>> Start Document extract

From: "Darrick J. Wong" <darrick.wong@oracle.com>
To: Dave Chinner <david@fromorbit.com>
Cc: linux-xfs@vger.kernel.org
Subject: Re: [PATCH 27/27] libxfs: convert sync IO buftarg engine to AIO
Date: Thu, 15 Oct 2020 11:26:07 -0700 [thread overview]
Message-ID: <20201015182607.GA9832@magnolia> (raw)
In-Reply-To: <20201015072155.1631135-28-david@fromorbit.com>
On Thu, Oct 15, 2020 at 06:21:55PM +1100, Dave Chinner wrote:
> From: Dave Chinner <dchinner@redhat.com>
>
> Simple per-ag thread based completion engine. Will have issues with
> large AG counts.
Hm, I missed how any of this is per-AG... all I saw was an aio control
context that's attached to the buftarg.
> XXX: should this be combined with the struct btcache?
>
> Signed-off-by: Dave Chinner <dchinner@redhat.com>
> ---
> include/atomic.h | 7 +-
> include/builddefs.in | 2 +-
> include/platform_defs.h.in | 1 +
> libxfs/buftarg.c | 202 +++++++++++++++++++++++++++++++------
> libxfs/xfs_buf.h | 6 ++
> libxfs/xfs_buftarg.h | 7 ++
> 6 files changed, 191 insertions(+), 34 deletions(-)
>
> diff --git a/include/atomic.h b/include/atomic.h
> index 5860d7897ae5..8727fc4ddae9 100644
> --- a/include/atomic.h
> +++ b/include/atomic.h
> @@ -27,8 +27,11 @@ typedef int64_t atomic64_t;
> #define atomic_inc_return(a) uatomic_add_return(a, 1)
> #define atomic_dec_return(a) uatomic_sub_return(a, 1)
>
> -#define atomic_inc(a) atomic_inc_return(a)
> -#define atomic_dec(a) atomic_inc_return(a)
> +#define atomic_add(a, v) uatomic_add(a, v)

>> End Document extract

Task A: In the XFS patch review email, how many insertions and deletions does the diff summary report?
Task B: Carry on the XFS patch review email from its last line onward.

>> Start Data listing

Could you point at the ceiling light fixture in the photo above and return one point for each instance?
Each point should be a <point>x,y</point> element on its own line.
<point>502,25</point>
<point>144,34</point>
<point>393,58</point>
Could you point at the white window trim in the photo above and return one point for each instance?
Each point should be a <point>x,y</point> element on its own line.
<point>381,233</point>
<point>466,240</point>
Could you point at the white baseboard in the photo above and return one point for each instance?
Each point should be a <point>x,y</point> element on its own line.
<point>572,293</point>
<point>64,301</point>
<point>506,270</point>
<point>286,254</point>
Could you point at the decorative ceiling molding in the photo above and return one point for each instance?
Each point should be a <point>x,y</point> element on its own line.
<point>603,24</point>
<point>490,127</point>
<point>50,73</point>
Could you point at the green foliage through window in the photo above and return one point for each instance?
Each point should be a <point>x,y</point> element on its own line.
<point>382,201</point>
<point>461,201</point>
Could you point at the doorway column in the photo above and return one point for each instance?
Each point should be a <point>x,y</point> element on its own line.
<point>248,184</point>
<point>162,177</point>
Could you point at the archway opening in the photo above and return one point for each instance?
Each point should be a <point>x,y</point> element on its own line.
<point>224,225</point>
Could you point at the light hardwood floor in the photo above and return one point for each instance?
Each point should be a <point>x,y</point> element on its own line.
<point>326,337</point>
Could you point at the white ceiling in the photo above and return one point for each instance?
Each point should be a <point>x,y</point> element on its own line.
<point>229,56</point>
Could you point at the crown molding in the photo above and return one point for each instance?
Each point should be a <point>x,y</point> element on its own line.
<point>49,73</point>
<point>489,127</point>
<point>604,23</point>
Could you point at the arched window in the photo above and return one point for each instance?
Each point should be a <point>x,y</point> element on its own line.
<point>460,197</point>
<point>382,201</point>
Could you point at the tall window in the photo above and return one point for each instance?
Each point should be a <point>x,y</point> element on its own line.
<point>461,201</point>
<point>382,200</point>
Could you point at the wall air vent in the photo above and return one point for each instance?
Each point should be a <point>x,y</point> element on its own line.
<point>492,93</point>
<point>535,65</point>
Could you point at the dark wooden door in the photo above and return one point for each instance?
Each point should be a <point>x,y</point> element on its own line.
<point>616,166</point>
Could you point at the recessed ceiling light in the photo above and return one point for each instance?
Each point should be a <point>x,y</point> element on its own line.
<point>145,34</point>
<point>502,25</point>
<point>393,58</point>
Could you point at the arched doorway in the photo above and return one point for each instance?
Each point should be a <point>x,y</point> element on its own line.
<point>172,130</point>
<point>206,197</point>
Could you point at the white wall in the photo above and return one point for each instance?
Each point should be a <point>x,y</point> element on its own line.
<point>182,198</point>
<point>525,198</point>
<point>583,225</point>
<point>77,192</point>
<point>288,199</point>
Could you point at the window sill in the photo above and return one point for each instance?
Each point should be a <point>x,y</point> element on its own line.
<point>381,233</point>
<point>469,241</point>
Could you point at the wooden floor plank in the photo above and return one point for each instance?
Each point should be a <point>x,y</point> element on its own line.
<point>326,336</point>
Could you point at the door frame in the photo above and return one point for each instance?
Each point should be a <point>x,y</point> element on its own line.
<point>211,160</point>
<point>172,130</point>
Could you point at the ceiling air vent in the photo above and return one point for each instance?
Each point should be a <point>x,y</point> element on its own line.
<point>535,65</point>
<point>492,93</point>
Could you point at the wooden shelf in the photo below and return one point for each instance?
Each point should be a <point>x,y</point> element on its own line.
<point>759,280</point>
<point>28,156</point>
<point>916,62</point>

>> End Data listing

Exercise output A: 191 insertions and 34 deletions.

Exercise output B:
> +#define atomic_sub(a, v) uatomic_sub(a, v)
> +
> +#define atomic_inc(a) uatomic_inc(a)
> +#define atomic_dec(a) uatomic_dec(a)
Does this belong in the liburcu patch?
>
> #define atomic_dec_and_test(a) (atomic_dec_return(a) == 0)
>
> diff --git a/include/builddefs.in b/include/builddefs.in
> index 78eddf4a9852..c20a48f6258c 100644
> --- a/include/builddefs.in
> +++ b/include/builddefs.in
> @@ -29,7 +29,7 @@ LIBEDITLINE = @libeditline@
> LIBBLKID = @libblkid@
> LIBDEVMAPPER = @libdevmapper@
> LIBINIH = @libinih@
> -LIBXFS = $(TOPDIR)/libxfs/libxfs.la
> +LIBXFS = $(TOPDIR)/libxfs/libxfs.la -laio
This needs all the autoconf magic to complain if libaio isn't installed,
right?
> LIBFROG = $(TOPDIR)/libfrog/libfrog.la
> LIBXCMD = $(TOPDIR)/libxcmd/libxcmd.la
> LIBXLOG = $(TOPDIR)/libxlog/libxlog.la
> diff --git a/include/platform_defs.h.in b/include/platform_defs.h.in
> index 8af43f3b8d8a..7c30a43eb951 100644
> --- a/include/platform_defs.h.in
> +++ b/include/platform_defs.h.in
> @@ -24,6 +24,7 @@
> #include <stdbool.h>
> #include <libgen.h>
> #include <urcu.h>
> +#include <libaio.h>
>
> typedef struct filldir filldir_t;
>
> diff --git a/libxfs/buftarg.c b/libxfs/buftarg.c
> index df968c66c205..e1e5f41b423c 100644
> --- a/libxfs/buftarg.c
> +++ b/libxfs/buftarg.c
> @@ -259,11 +259,16 @@ xfs_buftarg_alloc(
> if (percpu_counter_init(&btp->bt_io_count, 0, GFP_KERNEL))
> goto error_lru;
>
> - if (xfs_buftarg_mempressue_init(btp))
> + if (xfs_buftarg_aio_init(&btp->bt_aio))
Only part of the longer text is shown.